**Task directions**
Write the listing out again word for word. Pictures do not belong in the copy.

**Data shown**
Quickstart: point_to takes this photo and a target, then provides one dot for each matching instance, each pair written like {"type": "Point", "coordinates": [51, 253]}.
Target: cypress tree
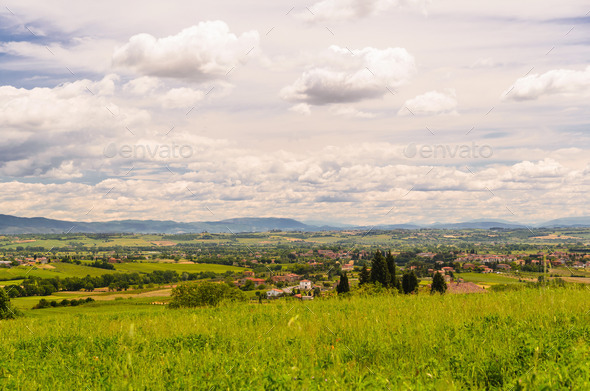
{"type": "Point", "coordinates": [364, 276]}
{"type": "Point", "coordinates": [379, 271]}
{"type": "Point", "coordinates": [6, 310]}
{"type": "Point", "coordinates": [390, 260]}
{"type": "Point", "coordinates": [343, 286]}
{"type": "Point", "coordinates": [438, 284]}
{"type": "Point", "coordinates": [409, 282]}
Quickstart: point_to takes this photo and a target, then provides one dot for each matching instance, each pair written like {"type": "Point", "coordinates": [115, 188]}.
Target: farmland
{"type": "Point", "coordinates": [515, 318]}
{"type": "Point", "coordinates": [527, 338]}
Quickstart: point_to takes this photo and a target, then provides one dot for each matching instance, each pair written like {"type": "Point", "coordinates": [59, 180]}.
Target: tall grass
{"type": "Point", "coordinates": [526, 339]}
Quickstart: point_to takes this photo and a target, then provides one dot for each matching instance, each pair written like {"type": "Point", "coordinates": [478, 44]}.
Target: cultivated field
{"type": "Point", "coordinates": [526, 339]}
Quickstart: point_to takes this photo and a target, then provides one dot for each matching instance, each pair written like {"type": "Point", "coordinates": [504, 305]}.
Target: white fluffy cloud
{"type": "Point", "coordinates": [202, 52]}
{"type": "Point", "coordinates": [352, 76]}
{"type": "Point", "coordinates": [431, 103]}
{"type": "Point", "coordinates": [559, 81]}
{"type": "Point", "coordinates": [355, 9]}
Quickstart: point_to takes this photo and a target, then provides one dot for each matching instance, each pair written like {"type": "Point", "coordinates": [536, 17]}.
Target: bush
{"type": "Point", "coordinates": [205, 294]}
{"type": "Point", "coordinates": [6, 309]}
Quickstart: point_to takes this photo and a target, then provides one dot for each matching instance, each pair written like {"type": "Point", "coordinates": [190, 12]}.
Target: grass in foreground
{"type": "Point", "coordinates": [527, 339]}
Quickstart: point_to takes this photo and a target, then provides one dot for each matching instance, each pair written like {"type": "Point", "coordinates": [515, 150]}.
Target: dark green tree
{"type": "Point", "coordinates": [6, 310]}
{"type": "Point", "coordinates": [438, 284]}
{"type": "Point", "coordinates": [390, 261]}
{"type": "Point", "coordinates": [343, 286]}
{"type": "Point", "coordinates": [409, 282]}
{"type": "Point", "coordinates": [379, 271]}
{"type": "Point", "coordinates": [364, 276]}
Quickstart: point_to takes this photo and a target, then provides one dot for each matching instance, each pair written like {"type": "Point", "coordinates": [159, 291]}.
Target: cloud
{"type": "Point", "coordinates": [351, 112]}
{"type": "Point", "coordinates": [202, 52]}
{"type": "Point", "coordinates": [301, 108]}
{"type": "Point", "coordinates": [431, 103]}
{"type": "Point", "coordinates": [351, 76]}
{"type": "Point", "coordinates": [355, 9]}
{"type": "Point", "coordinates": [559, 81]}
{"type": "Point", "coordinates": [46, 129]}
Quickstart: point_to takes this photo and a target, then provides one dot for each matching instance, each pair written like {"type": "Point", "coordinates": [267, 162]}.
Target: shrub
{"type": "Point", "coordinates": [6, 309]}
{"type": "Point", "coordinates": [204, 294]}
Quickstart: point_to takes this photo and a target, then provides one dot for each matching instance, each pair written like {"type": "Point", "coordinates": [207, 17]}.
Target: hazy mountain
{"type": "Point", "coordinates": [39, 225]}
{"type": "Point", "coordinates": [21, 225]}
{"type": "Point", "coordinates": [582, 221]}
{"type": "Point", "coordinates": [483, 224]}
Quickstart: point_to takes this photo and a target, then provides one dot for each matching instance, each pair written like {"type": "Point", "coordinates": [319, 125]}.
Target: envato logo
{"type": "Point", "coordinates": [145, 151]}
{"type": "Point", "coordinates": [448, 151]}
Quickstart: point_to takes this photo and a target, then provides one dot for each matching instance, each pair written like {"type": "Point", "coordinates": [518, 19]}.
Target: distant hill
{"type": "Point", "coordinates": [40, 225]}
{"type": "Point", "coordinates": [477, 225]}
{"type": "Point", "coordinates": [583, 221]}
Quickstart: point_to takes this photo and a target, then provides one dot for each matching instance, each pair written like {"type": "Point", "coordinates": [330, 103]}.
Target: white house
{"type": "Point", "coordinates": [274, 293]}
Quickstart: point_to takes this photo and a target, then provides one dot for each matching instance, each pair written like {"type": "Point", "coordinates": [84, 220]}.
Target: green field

**Answer to this exercise**
Quickstart: point_to takes this photo and a target, then provides one dot for each matching instance, each pair written like {"type": "Point", "coordinates": [51, 253]}.
Target: cypress tree
{"type": "Point", "coordinates": [364, 276]}
{"type": "Point", "coordinates": [379, 271]}
{"type": "Point", "coordinates": [6, 310]}
{"type": "Point", "coordinates": [390, 260]}
{"type": "Point", "coordinates": [343, 286]}
{"type": "Point", "coordinates": [438, 284]}
{"type": "Point", "coordinates": [409, 282]}
Quickstart: point_to takes this photo and a target, then provides one dot for each matching instance, each pair written like {"type": "Point", "coordinates": [115, 188]}.
Target: farmland
{"type": "Point", "coordinates": [515, 318]}
{"type": "Point", "coordinates": [527, 338]}
Quickstart: point_to takes this photo and a target, then provides one dot for each matching instance, each pair written like {"type": "Point", "coordinates": [59, 180]}.
Target: tall grass
{"type": "Point", "coordinates": [526, 339]}
Quickstart: point_to takes this photo and a target, then provides one dot for each matching instance, each pair written like {"type": "Point", "coordinates": [478, 44]}.
Target: cultivated field
{"type": "Point", "coordinates": [526, 339]}
Quickstart: point_to takes this photo and a target, then provides one dot for each matching instance, each pair written like {"type": "Point", "coordinates": [504, 305]}.
Target: white fluffy cloud
{"type": "Point", "coordinates": [202, 52]}
{"type": "Point", "coordinates": [352, 76]}
{"type": "Point", "coordinates": [431, 103]}
{"type": "Point", "coordinates": [559, 81]}
{"type": "Point", "coordinates": [355, 9]}
Quickstart: point_to takes this photo and a target, then provides one dot for each matching instance, each pair written like {"type": "Point", "coordinates": [536, 17]}.
Target: bush
{"type": "Point", "coordinates": [205, 294]}
{"type": "Point", "coordinates": [6, 309]}
Quickstart: point_to takes this photo and a target, then provides one dot for each matching instance, each pair written like {"type": "Point", "coordinates": [190, 12]}.
Target: grass in foreground
{"type": "Point", "coordinates": [527, 339]}
Quickstart: point_to takes this photo and a target, then provides one dot for each matching instance, each pair written like {"type": "Point", "coordinates": [515, 150]}.
Target: dark green tree
{"type": "Point", "coordinates": [6, 310]}
{"type": "Point", "coordinates": [438, 284]}
{"type": "Point", "coordinates": [390, 261]}
{"type": "Point", "coordinates": [343, 286]}
{"type": "Point", "coordinates": [409, 282]}
{"type": "Point", "coordinates": [379, 271]}
{"type": "Point", "coordinates": [364, 276]}
Quickstart: point_to takes this photo and a target, then provides one dot for each matching instance, each pair written like {"type": "Point", "coordinates": [159, 291]}.
Target: cloud
{"type": "Point", "coordinates": [351, 112]}
{"type": "Point", "coordinates": [202, 52]}
{"type": "Point", "coordinates": [301, 108]}
{"type": "Point", "coordinates": [431, 103]}
{"type": "Point", "coordinates": [351, 76]}
{"type": "Point", "coordinates": [355, 9]}
{"type": "Point", "coordinates": [559, 81]}
{"type": "Point", "coordinates": [46, 129]}
Quickstart: point_to takes this photo and a target, then provides one dot for each matching instance, each pair written like {"type": "Point", "coordinates": [267, 162]}.
Target: shrub
{"type": "Point", "coordinates": [6, 309]}
{"type": "Point", "coordinates": [204, 294]}
Quickstart: point_to takes this photo and a target, then provides one dot for each matching instance, each pair written like {"type": "Point", "coordinates": [207, 17]}.
Target: hazy mountain
{"type": "Point", "coordinates": [39, 225]}
{"type": "Point", "coordinates": [21, 225]}
{"type": "Point", "coordinates": [582, 221]}
{"type": "Point", "coordinates": [483, 224]}
Quickstart: point_to takes this photo and a target, then provides one dot for each matching instance, each pair written like {"type": "Point", "coordinates": [319, 125]}.
Target: envato logo
{"type": "Point", "coordinates": [145, 151]}
{"type": "Point", "coordinates": [448, 151]}
Quickstart: point_to takes this photo and a target, then provides one dot for each matching instance, each pair written like {"type": "Point", "coordinates": [518, 19]}.
Target: distant hill
{"type": "Point", "coordinates": [40, 225]}
{"type": "Point", "coordinates": [477, 225]}
{"type": "Point", "coordinates": [583, 221]}
Quickstart: point_to takes this photo and a target, then provides one dot for each matching instance, each pair written like {"type": "Point", "coordinates": [330, 103]}.
Target: white house
{"type": "Point", "coordinates": [274, 293]}
Quickstart: point_to takes this photo and a target, then provides one dot for each matching instance, each pair written like {"type": "Point", "coordinates": [84, 220]}.
Target: green field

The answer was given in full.